> **Directions**:
Rewrite every line of the records below, swapping "segment" for "outline" and keeping everything else unchanged. Omit the pictures.

> **Available records**:

============================================================

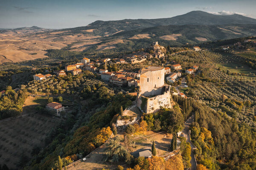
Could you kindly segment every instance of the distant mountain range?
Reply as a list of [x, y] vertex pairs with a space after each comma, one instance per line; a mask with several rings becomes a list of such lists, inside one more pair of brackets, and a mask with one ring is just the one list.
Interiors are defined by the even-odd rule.
[[160, 26], [185, 25], [256, 24], [256, 19], [241, 15], [215, 15], [201, 11], [192, 11], [171, 18], [154, 19], [125, 19], [104, 21], [97, 20], [86, 26], [63, 29], [72, 32], [93, 29], [92, 34], [104, 36], [117, 32], [130, 31]]
[[124, 52], [146, 47], [152, 41], [163, 46], [194, 45], [255, 35], [255, 19], [202, 11], [167, 18], [98, 20], [58, 30], [35, 26], [0, 29], [0, 63], [45, 57], [50, 49]]

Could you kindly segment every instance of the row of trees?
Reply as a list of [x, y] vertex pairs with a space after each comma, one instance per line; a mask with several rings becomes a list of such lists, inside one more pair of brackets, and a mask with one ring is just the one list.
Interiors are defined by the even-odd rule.
[[19, 115], [29, 93], [26, 89], [15, 92], [11, 86], [6, 88], [2, 97], [0, 97], [0, 119]]

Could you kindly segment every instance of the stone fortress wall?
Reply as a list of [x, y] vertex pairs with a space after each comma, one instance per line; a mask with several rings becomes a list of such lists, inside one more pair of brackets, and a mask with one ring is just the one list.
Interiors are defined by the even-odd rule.
[[140, 70], [140, 92], [145, 96], [159, 95], [164, 85], [164, 68], [148, 66]]
[[140, 89], [136, 104], [145, 113], [161, 107], [172, 108], [170, 86], [164, 84], [164, 68], [148, 66], [140, 71]]

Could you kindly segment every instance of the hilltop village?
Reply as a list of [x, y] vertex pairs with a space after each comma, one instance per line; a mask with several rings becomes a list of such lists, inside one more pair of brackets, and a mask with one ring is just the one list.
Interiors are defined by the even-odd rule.
[[[100, 75], [101, 79], [102, 81], [109, 84], [110, 85], [117, 87], [124, 87], [126, 88], [133, 86], [136, 88], [137, 91], [129, 92], [132, 95], [135, 95], [138, 96], [137, 101], [140, 101], [140, 98], [142, 96], [146, 95], [145, 96], [154, 96], [156, 94], [160, 95], [163, 93], [163, 92], [169, 92], [170, 93], [170, 89], [172, 87], [172, 84], [175, 82], [179, 82], [179, 84], [180, 84], [181, 81], [183, 77], [182, 75], [184, 75], [185, 74], [189, 75], [195, 74], [198, 71], [198, 68], [196, 65], [193, 66], [192, 67], [186, 68], [185, 70], [183, 69], [181, 65], [177, 63], [175, 61], [172, 61], [169, 64], [166, 64], [166, 67], [161, 66], [160, 67], [154, 66], [146, 66], [142, 69], [141, 69], [135, 72], [132, 72], [131, 70], [127, 70], [125, 69], [121, 69], [118, 71], [109, 72], [107, 69], [107, 65], [113, 64], [118, 64], [120, 65], [122, 64], [125, 64], [126, 63], [131, 63], [134, 64], [135, 63], [140, 63], [145, 61], [147, 59], [149, 59], [152, 58], [164, 59], [165, 58], [165, 53], [166, 53], [166, 49], [164, 47], [160, 46], [158, 44], [157, 42], [155, 42], [152, 43], [151, 46], [149, 49], [150, 53], [147, 53], [144, 51], [138, 51], [134, 52], [131, 54], [125, 55], [124, 56], [121, 56], [119, 58], [105, 58], [103, 59], [93, 59], [94, 61], [91, 61], [90, 59], [87, 58], [83, 58], [80, 60], [80, 62], [68, 65], [65, 66], [64, 70], [59, 70], [58, 71], [53, 71], [52, 70], [45, 70], [45, 72], [48, 74], [43, 75], [41, 73], [33, 75], [33, 78], [35, 81], [43, 81], [46, 79], [49, 78], [51, 77], [52, 75], [49, 74], [49, 72], [53, 72], [57, 77], [66, 76], [67, 74], [71, 74], [73, 75], [77, 75], [82, 73], [83, 72], [89, 71], [96, 75]], [[193, 48], [193, 50], [195, 51], [201, 50], [200, 47], [198, 46], [195, 46]], [[147, 75], [146, 78], [145, 78], [146, 73], [145, 72], [152, 73], [154, 72], [157, 71], [159, 72], [155, 73], [156, 75]], [[143, 75], [141, 77], [141, 75], [143, 74]], [[154, 79], [157, 77], [157, 75], [158, 75], [157, 80]], [[148, 85], [145, 85], [146, 84], [145, 80], [147, 79], [147, 81], [149, 82], [149, 79], [151, 81], [149, 82], [151, 82], [151, 86], [153, 86], [151, 87], [151, 89], [150, 90], [152, 90], [152, 89], [155, 89], [153, 91], [155, 91], [155, 94], [153, 93], [152, 94], [149, 93], [145, 95], [144, 94], [145, 92], [143, 92], [141, 93], [141, 91], [143, 92], [144, 87], [148, 86]], [[160, 80], [161, 84], [153, 84], [155, 81], [157, 81]], [[143, 84], [141, 84], [141, 81], [143, 81]], [[164, 86], [164, 84], [165, 82], [167, 82], [169, 85], [167, 86]], [[183, 85], [184, 87], [187, 87], [186, 82], [184, 83]], [[156, 89], [158, 88], [158, 89]], [[153, 92], [152, 91], [152, 92]], [[152, 93], [153, 92], [151, 92]], [[172, 94], [180, 95], [185, 98], [187, 98], [187, 97], [183, 92], [180, 92], [177, 91], [172, 91]], [[150, 94], [150, 95], [149, 95]], [[141, 107], [137, 105], [142, 111], [145, 113], [151, 112], [150, 109], [153, 110], [157, 110], [160, 107], [168, 108], [170, 106], [170, 104], [169, 103], [170, 100], [170, 96], [169, 95], [164, 95], [160, 98], [164, 99], [164, 101], [167, 101], [167, 104], [163, 104], [161, 102], [161, 104], [160, 105], [157, 104], [158, 103], [157, 102], [152, 101], [152, 103], [148, 104], [146, 105], [149, 107], [149, 105], [151, 109], [147, 108], [143, 110], [142, 109]], [[141, 101], [140, 101], [141, 102]], [[158, 103], [160, 102], [158, 101]], [[157, 106], [156, 106], [156, 105]], [[60, 110], [64, 110], [64, 109], [61, 104], [56, 102], [52, 102], [47, 104], [46, 106], [46, 108], [48, 109], [51, 110], [55, 110], [56, 112], [56, 115], [60, 116]], [[61, 108], [60, 109], [60, 108]], [[152, 109], [154, 108], [154, 109]]]
[[114, 55], [49, 50], [51, 58], [22, 63], [31, 66], [12, 76], [17, 88], [0, 92], [0, 164], [24, 170], [253, 164], [240, 151], [255, 152], [249, 127], [256, 127], [255, 72], [248, 66], [254, 65], [233, 50], [250, 52], [254, 43], [235, 42], [214, 49], [154, 42]]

============================================================

> **Task solution**:
Could you kindly outline every instance of the distant mountain range?
Reply as a list of [x, y] vertex pairs with a space after each comma, one instance per line; a mask with several rings becomes a list of such lists, inside one more pair of brackets, and a mask with one ring is just the one list.
Interiors are defined by the even-odd rule.
[[160, 26], [185, 25], [256, 24], [256, 19], [241, 15], [215, 15], [201, 11], [192, 11], [171, 18], [154, 19], [125, 19], [104, 21], [97, 20], [86, 26], [63, 29], [72, 32], [93, 29], [92, 34], [104, 36], [117, 32], [130, 31]]
[[124, 52], [146, 47], [152, 41], [163, 46], [194, 45], [255, 35], [255, 19], [202, 11], [167, 18], [98, 20], [58, 30], [35, 26], [0, 29], [0, 63], [45, 57], [50, 49]]

Could you kindly outline every instance of the row of trees?
Reply as a list of [x, y] vertex pairs with a space after each comma, one instance per line; a mask with several rings becomes a list of such lists, inside one more pair of brackets, and a mask with one ring is just the one list.
Interiors are defined by the even-odd rule.
[[19, 115], [29, 93], [26, 89], [15, 92], [11, 86], [6, 88], [2, 97], [0, 97], [0, 119]]

Could you kindly outline every instance of the stone fortress wall?
Reply as a list of [x, y] vertex pairs with a space after each comma, one instance per line; a mask with several rings becomes a list of such lists, inside one more pair of brackets, and a mask with one ring is just the one list.
Interiors are defined by the even-odd rule.
[[140, 70], [140, 92], [145, 96], [159, 95], [164, 85], [164, 68], [148, 66]]
[[140, 89], [136, 104], [145, 113], [161, 107], [172, 108], [170, 86], [164, 84], [164, 68], [148, 66], [140, 71]]

Could you kindly outline every instance of the hilltop village?
Reply as a list of [x, y] vertex pairs with a space after each comma, one instance per line; a mask with several rings becomes a list of such lists, inside one more pair of brackets, and a mask with one ring is just the one list.
Interiors are defined by the even-odd rule.
[[[100, 75], [101, 79], [102, 81], [109, 84], [110, 85], [117, 87], [124, 87], [126, 88], [133, 86], [136, 88], [137, 91], [129, 92], [132, 95], [135, 95], [138, 96], [137, 101], [140, 101], [140, 98], [142, 96], [146, 95], [145, 96], [154, 96], [156, 94], [160, 95], [163, 93], [163, 92], [169, 92], [170, 93], [170, 89], [172, 87], [172, 84], [175, 82], [179, 82], [179, 84], [180, 84], [181, 81], [183, 77], [182, 75], [184, 75], [185, 74], [189, 75], [195, 74], [198, 71], [198, 68], [196, 65], [193, 66], [192, 67], [186, 68], [185, 70], [183, 69], [181, 65], [177, 63], [175, 61], [172, 61], [169, 64], [166, 64], [166, 67], [161, 66], [160, 67], [154, 66], [146, 66], [142, 69], [141, 69], [135, 72], [132, 72], [131, 70], [127, 70], [125, 69], [121, 69], [118, 71], [109, 72], [107, 69], [107, 65], [113, 64], [118, 64], [120, 65], [122, 64], [125, 64], [126, 63], [131, 63], [134, 64], [135, 63], [140, 63], [145, 61], [147, 59], [149, 59], [152, 58], [164, 59], [165, 58], [165, 53], [166, 53], [166, 49], [164, 47], [160, 46], [158, 44], [157, 42], [155, 42], [152, 43], [151, 46], [149, 49], [150, 53], [147, 53], [144, 51], [138, 51], [134, 52], [131, 54], [125, 55], [124, 56], [121, 56], [119, 58], [105, 58], [103, 59], [93, 59], [94, 61], [91, 61], [90, 59], [87, 58], [83, 58], [80, 60], [80, 62], [68, 65], [65, 66], [64, 70], [59, 70], [58, 71], [53, 71], [52, 70], [45, 70], [45, 72], [48, 74], [43, 75], [41, 73], [33, 75], [33, 78], [35, 81], [43, 81], [46, 79], [49, 78], [51, 77], [52, 75], [49, 74], [49, 72], [53, 72], [57, 77], [66, 76], [67, 74], [71, 74], [73, 75], [77, 75], [82, 73], [83, 72], [89, 71], [96, 75]], [[193, 48], [193, 50], [195, 51], [201, 50], [200, 47], [198, 46], [195, 46]], [[147, 75], [146, 78], [145, 78], [146, 73], [145, 72], [152, 73], [154, 72], [157, 71], [159, 72], [155, 73], [156, 75]], [[143, 75], [141, 77], [141, 75], [143, 74]], [[154, 79], [157, 77], [157, 75], [158, 75], [157, 80]], [[148, 85], [145, 85], [146, 84], [145, 80], [147, 79], [147, 81], [149, 82], [149, 79], [151, 81], [149, 82], [151, 82], [151, 86], [153, 86], [151, 87], [151, 89], [150, 90], [152, 90], [152, 89], [155, 89], [153, 91], [155, 91], [155, 94], [153, 93], [152, 94], [149, 93], [145, 95], [144, 94], [145, 92], [143, 92], [141, 93], [141, 91], [143, 92], [144, 87], [148, 86]], [[160, 80], [161, 84], [153, 84], [155, 81], [157, 81]], [[143, 84], [141, 84], [141, 81], [143, 81]], [[164, 86], [164, 84], [165, 82], [167, 82], [169, 85], [167, 86]], [[183, 85], [184, 87], [187, 87], [186, 82], [184, 83]], [[156, 89], [158, 88], [158, 89]], [[153, 92], [152, 91], [152, 92]], [[152, 93], [153, 92], [151, 92]], [[172, 94], [180, 95], [185, 98], [187, 98], [187, 97], [183, 92], [180, 92], [177, 91], [172, 91]], [[150, 94], [150, 95], [149, 95]], [[141, 107], [137, 105], [142, 111], [145, 113], [151, 112], [150, 109], [153, 110], [157, 110], [160, 107], [168, 108], [170, 106], [170, 104], [169, 103], [170, 100], [170, 96], [169, 95], [164, 95], [160, 98], [164, 99], [164, 101], [167, 101], [167, 104], [163, 104], [161, 102], [161, 104], [160, 105], [157, 104], [158, 103], [157, 102], [152, 101], [152, 103], [148, 104], [146, 105], [149, 107], [149, 105], [151, 109], [147, 108], [143, 110], [142, 109]], [[141, 101], [140, 101], [141, 102]], [[158, 103], [160, 102], [158, 101]], [[157, 106], [156, 106], [156, 105]], [[60, 110], [64, 110], [64, 109], [61, 104], [56, 102], [52, 102], [47, 104], [46, 106], [46, 108], [48, 109], [51, 110], [55, 110], [56, 112], [56, 115], [60, 116]], [[61, 108], [60, 109], [60, 108]], [[152, 109], [154, 108], [154, 109]]]
[[114, 55], [49, 50], [51, 58], [22, 63], [31, 66], [12, 76], [17, 88], [0, 92], [0, 164], [24, 170], [253, 164], [240, 151], [255, 152], [249, 127], [256, 127], [255, 72], [248, 66], [254, 65], [233, 50], [250, 52], [254, 43], [235, 42], [214, 49], [154, 42]]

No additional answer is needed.